**WHAT THIS TASK INVOLVES**. List each line below that contains the string "woman", copying every such line in full. Case counts.

**DATA ROWS**.
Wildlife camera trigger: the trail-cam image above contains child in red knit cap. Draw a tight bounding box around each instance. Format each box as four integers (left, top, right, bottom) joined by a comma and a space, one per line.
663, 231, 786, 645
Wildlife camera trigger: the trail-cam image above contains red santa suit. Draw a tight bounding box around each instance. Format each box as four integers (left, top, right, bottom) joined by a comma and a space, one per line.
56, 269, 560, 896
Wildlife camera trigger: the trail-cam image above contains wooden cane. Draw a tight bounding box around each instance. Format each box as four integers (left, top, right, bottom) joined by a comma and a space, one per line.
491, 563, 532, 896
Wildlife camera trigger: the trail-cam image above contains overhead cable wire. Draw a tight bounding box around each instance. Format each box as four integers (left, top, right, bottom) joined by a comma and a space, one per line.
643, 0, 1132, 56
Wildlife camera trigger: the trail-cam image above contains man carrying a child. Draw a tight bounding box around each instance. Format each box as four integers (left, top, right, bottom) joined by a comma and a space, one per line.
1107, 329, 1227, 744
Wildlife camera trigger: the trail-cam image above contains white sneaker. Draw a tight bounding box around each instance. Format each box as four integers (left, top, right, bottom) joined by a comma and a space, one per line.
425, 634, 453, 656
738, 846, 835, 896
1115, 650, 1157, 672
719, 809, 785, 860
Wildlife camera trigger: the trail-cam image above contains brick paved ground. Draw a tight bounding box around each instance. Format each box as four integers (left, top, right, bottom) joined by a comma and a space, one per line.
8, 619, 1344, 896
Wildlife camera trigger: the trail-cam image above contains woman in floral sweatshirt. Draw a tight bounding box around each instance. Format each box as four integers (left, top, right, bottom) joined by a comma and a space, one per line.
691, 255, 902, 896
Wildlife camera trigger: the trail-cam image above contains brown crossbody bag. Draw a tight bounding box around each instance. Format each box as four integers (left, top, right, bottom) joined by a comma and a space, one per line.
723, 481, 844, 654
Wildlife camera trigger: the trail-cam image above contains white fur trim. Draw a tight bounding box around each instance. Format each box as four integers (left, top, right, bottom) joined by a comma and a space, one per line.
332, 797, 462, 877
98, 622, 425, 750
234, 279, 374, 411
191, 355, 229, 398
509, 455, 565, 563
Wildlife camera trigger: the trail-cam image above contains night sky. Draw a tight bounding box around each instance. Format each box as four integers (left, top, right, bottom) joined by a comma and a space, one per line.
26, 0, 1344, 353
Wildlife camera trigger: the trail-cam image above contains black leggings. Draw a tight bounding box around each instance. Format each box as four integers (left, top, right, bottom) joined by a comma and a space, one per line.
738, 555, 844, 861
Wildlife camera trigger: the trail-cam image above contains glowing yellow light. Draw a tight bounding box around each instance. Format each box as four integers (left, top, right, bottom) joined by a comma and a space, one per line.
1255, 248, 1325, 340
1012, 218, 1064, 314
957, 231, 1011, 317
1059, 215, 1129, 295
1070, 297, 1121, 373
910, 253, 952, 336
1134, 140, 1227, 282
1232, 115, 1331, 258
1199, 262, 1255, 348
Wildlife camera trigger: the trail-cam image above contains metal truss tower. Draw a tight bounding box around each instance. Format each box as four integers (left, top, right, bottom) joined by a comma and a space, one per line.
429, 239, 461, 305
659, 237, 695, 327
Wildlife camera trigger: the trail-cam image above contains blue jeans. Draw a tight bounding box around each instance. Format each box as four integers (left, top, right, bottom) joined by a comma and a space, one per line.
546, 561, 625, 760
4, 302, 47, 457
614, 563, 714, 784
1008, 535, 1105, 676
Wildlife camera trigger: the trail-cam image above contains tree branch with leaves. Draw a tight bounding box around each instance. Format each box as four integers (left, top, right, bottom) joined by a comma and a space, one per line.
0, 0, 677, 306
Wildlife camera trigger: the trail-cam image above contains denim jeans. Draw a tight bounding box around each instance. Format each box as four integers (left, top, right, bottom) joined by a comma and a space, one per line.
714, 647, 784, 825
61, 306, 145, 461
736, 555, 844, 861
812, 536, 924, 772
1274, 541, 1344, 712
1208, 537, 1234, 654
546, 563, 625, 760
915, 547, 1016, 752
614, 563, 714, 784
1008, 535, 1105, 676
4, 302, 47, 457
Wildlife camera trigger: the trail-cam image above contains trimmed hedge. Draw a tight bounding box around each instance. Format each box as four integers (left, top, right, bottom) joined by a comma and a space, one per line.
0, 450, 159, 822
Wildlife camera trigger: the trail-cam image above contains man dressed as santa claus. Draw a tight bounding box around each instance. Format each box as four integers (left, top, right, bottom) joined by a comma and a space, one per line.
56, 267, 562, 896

...

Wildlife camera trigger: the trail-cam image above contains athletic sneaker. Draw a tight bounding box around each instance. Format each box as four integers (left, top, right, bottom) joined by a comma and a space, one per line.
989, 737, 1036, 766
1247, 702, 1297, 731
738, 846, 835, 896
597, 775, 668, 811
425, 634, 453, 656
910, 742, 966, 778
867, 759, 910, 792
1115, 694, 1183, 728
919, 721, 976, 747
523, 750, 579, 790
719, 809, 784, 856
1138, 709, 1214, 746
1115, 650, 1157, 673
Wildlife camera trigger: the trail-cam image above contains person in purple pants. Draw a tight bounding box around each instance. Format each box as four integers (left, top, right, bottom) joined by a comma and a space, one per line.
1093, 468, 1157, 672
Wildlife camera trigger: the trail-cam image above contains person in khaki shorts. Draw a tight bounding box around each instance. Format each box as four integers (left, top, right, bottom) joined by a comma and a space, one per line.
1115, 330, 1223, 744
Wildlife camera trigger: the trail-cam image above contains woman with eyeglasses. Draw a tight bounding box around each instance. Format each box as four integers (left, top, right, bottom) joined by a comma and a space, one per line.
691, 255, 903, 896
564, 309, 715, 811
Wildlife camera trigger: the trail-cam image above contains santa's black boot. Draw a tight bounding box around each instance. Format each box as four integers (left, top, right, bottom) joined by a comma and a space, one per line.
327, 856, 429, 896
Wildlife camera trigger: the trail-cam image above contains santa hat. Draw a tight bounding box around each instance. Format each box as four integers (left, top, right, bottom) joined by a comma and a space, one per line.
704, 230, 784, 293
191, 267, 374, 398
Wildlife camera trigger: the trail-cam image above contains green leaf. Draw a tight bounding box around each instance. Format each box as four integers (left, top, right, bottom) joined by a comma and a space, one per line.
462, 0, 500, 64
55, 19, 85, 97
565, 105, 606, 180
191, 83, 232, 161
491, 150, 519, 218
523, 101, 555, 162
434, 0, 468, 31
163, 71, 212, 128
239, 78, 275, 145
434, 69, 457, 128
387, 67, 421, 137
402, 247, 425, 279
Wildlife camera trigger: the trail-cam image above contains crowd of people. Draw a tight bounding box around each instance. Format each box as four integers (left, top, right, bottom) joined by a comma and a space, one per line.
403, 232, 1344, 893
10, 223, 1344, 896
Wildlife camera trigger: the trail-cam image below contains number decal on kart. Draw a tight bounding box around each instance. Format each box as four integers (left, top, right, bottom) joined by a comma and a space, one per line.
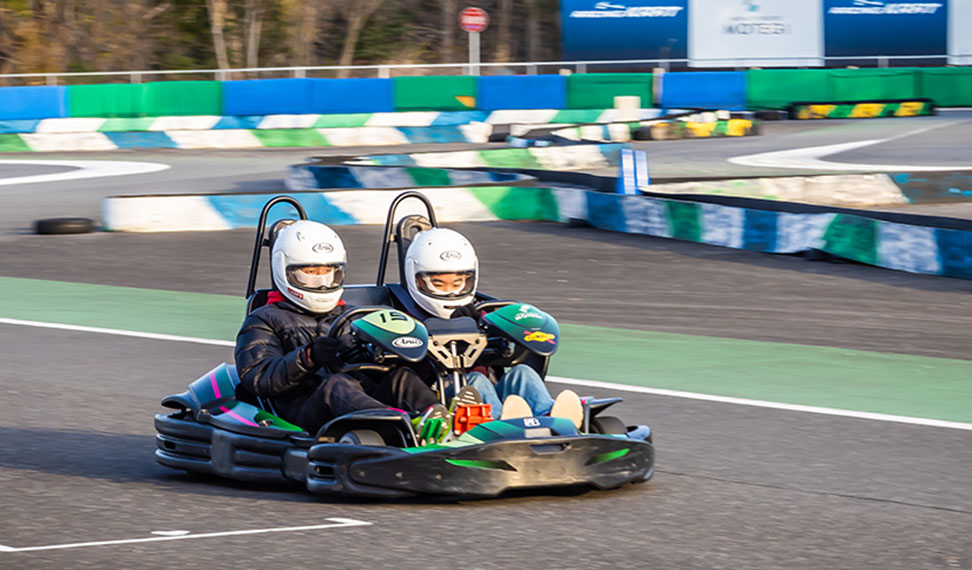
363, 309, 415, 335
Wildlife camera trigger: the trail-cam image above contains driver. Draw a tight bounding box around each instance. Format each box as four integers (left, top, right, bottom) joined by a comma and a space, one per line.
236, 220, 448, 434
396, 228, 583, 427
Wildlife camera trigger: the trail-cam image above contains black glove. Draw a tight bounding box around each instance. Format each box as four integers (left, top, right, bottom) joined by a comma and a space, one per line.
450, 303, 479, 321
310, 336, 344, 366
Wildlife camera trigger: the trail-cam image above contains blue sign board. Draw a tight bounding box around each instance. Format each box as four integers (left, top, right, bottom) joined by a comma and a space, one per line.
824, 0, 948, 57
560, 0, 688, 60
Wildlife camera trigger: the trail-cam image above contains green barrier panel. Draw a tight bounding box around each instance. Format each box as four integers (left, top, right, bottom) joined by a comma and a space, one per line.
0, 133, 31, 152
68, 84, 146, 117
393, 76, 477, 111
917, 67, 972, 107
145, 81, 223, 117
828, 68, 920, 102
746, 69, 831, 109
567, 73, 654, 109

==

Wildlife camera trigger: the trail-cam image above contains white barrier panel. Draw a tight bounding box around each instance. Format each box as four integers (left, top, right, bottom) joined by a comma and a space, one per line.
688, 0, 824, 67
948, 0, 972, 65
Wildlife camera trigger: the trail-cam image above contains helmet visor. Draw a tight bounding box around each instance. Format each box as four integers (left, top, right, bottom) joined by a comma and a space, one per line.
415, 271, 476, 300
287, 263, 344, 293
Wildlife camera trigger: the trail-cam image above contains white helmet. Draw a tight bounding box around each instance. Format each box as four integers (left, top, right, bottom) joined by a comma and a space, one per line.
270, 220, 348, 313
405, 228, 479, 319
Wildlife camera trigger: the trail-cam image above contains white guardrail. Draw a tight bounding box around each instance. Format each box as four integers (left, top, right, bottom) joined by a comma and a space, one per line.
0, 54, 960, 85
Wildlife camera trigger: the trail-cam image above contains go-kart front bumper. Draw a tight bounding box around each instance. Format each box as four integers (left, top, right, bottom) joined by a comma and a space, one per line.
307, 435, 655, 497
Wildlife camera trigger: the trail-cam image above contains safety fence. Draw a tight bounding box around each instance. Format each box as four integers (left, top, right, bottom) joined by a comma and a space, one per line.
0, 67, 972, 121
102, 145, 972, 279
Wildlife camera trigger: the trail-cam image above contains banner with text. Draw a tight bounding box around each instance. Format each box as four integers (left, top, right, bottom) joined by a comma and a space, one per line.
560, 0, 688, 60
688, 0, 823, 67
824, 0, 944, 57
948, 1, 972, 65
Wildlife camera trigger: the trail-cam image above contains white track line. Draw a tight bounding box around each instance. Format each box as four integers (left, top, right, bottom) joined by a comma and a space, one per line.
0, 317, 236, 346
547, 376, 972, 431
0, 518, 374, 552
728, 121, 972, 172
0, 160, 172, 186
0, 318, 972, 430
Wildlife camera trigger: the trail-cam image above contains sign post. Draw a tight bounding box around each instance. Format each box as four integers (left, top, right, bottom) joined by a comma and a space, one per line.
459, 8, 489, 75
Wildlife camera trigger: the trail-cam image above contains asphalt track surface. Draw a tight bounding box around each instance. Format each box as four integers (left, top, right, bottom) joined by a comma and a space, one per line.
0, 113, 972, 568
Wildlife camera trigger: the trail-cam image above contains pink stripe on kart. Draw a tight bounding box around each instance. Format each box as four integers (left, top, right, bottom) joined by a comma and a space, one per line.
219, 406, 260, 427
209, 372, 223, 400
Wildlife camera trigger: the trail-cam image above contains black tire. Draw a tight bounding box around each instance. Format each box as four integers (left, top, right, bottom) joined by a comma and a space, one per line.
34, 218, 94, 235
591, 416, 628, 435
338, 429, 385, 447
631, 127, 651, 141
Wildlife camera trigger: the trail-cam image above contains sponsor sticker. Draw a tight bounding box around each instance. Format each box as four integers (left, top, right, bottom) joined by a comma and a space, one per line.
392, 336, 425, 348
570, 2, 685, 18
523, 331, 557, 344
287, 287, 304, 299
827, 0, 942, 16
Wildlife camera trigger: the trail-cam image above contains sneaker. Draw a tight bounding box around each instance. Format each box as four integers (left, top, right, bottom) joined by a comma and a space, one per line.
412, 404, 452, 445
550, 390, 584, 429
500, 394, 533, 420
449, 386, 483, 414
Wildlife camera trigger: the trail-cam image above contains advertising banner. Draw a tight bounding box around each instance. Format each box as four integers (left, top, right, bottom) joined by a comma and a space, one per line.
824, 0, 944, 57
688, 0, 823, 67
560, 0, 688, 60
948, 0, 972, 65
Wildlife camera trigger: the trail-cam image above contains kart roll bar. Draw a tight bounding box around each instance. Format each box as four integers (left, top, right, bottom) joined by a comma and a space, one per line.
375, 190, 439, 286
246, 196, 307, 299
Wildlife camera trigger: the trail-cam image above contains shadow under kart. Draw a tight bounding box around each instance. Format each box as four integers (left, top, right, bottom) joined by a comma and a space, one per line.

**FINISHED EXERCISE**.
Wildlife camera trigger: the trail-cam image above contains woman in floral sweatshirt. Draw a tight bounding box around each instance. Format each box as four integers (left, top, right, bottom) joined by a comma and a space, one per line.
Wildlife camera trigger: the trail-cam image above contains woman with eyeglasses. Draw a tight bounding box around each instance. Format each box as four integers (left, top, right, bottom) joined by a comma and a space, one per line.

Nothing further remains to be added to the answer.